**Extract provided:**
-=-=-
Jonathan Freedland: As fearful Britain shuts down, coronavirus has transformed everything

Writing in The Guardian, Jonathan Freedland reflects on the speed at the which the national life of the United Kingdom has been completely transformed.

Each day has brought news that, in normal times, would constitute an epochal, ground-shaking development but which, in the current climate, has struggled for airtime. …a Conservative government has torn up 40 years of small-state, free market doctrine… [t]hat represents a profound political shift. Just as there are no atheists on a sinking ship, there are no free-marketeers in a pandemic. Suddenly the old arguments of left and right have melted away..

…But cracks are showing now. Even those who want to be trusting of those in authority, who’ve been willing to give Johnson the benefit of the doubt, have been asking why Britain is not testing for the virus with the same thoroughness as, say, Germany… Why are doctors and nurses not being routinely tested, or given the right protective equipment? Why were more ventilators not ordered weeks ago?  And if the government is asking people to stay home, what will it do to ensure they can afford to do that? How will it put money in the pockets of the self-employed now earning nothing? How will it prevent small businesses going under, enabling them to pay their workers, so they can feed their families? … the government has been on the back foot, forced to react, on all of [these questions]…

…Many of these divisions come down to the government’s preference – for the voluntary over the compulsory… all of it arose from Johnson’s reluctance to lay down the law. Long a social libertarian who bristled against the roundhead diktats of “the nanny state”, Johnson realised too late that his approach was just too cavalier.
-=-=-
Return the passage of the coronavirus article between "Writing in The" and "been completely transformed.", inclusive, copied word for word.
-=-=-
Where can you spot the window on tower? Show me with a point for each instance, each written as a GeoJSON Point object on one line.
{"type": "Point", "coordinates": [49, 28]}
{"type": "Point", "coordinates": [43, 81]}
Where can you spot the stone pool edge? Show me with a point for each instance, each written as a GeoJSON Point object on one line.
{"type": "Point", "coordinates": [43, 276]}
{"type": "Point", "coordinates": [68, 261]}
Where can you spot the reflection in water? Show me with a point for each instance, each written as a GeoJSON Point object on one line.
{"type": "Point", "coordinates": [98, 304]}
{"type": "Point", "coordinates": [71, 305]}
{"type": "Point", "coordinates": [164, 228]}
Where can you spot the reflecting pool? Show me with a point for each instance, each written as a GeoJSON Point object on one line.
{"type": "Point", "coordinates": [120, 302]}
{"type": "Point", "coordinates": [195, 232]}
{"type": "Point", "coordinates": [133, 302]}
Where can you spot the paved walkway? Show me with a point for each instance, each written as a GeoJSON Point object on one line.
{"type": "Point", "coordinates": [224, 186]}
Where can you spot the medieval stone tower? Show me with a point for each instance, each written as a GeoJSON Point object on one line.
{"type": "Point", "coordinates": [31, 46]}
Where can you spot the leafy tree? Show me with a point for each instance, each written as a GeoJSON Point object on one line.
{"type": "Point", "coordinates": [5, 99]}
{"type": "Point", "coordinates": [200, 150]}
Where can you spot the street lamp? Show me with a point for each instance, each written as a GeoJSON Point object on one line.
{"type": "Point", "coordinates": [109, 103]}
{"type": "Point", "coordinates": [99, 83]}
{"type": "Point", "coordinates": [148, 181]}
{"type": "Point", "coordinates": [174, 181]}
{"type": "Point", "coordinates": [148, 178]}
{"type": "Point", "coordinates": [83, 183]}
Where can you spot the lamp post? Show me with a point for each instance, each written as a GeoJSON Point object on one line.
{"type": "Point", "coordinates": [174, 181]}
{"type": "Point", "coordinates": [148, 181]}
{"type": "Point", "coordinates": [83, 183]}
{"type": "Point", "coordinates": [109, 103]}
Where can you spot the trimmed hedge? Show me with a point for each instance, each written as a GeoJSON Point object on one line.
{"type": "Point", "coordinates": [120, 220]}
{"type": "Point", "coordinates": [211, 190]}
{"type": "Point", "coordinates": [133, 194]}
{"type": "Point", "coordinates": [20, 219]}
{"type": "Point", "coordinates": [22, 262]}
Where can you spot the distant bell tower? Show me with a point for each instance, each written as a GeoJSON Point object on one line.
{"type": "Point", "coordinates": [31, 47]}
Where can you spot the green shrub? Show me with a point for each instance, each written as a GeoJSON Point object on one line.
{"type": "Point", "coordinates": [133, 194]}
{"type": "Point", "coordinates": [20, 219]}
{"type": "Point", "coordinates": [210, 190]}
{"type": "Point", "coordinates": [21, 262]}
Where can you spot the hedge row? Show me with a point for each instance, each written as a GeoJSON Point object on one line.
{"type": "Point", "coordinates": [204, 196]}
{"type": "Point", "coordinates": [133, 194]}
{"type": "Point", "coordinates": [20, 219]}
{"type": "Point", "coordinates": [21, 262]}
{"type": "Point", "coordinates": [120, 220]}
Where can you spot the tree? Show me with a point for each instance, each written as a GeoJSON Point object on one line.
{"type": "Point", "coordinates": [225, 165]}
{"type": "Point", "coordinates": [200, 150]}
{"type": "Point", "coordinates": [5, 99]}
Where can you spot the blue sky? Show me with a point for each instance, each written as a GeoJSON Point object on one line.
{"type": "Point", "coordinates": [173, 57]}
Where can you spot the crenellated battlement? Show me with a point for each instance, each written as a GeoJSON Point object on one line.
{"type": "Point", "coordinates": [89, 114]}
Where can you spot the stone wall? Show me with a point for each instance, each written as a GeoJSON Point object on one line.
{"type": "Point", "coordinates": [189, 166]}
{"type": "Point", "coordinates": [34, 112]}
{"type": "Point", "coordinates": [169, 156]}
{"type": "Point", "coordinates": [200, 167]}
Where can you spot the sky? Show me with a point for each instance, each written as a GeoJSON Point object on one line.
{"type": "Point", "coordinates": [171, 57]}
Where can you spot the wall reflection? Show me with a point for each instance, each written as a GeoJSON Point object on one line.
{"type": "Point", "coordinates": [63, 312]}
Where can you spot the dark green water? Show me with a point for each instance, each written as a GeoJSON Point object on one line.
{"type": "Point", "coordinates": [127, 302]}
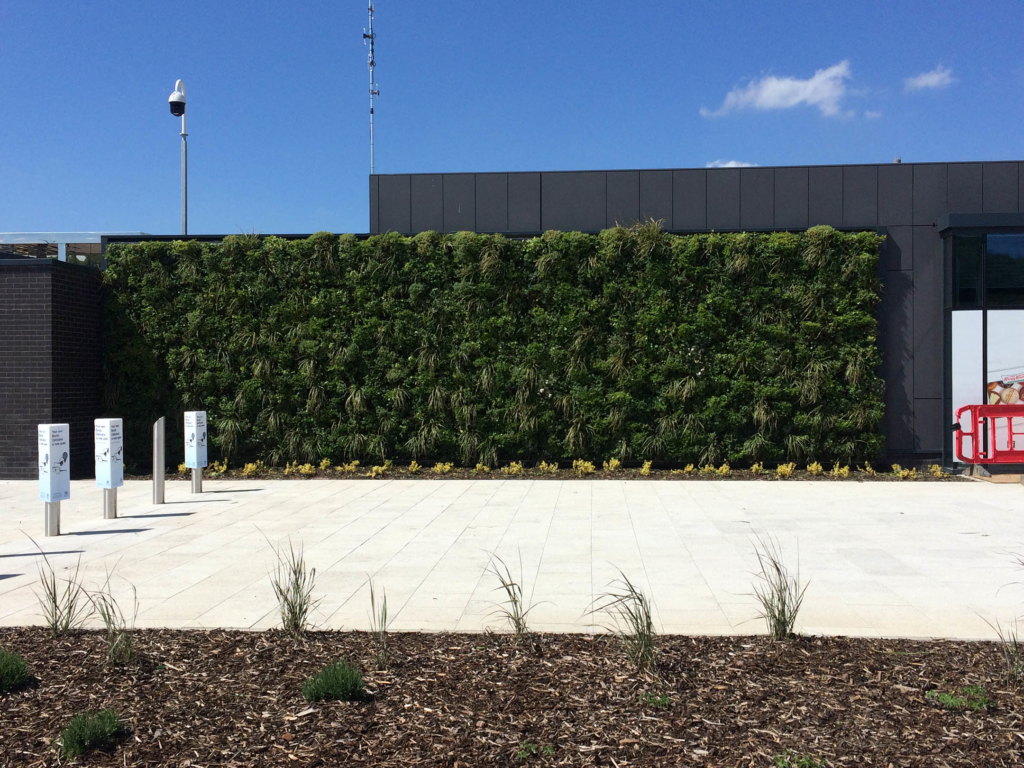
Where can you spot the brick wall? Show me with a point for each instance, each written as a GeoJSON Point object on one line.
{"type": "Point", "coordinates": [50, 360]}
-=-=-
**Solution below:**
Writing in The Guardian, Jonathan Freedland reflects on the speed at the which the national life of the United Kingdom has been completely transformed.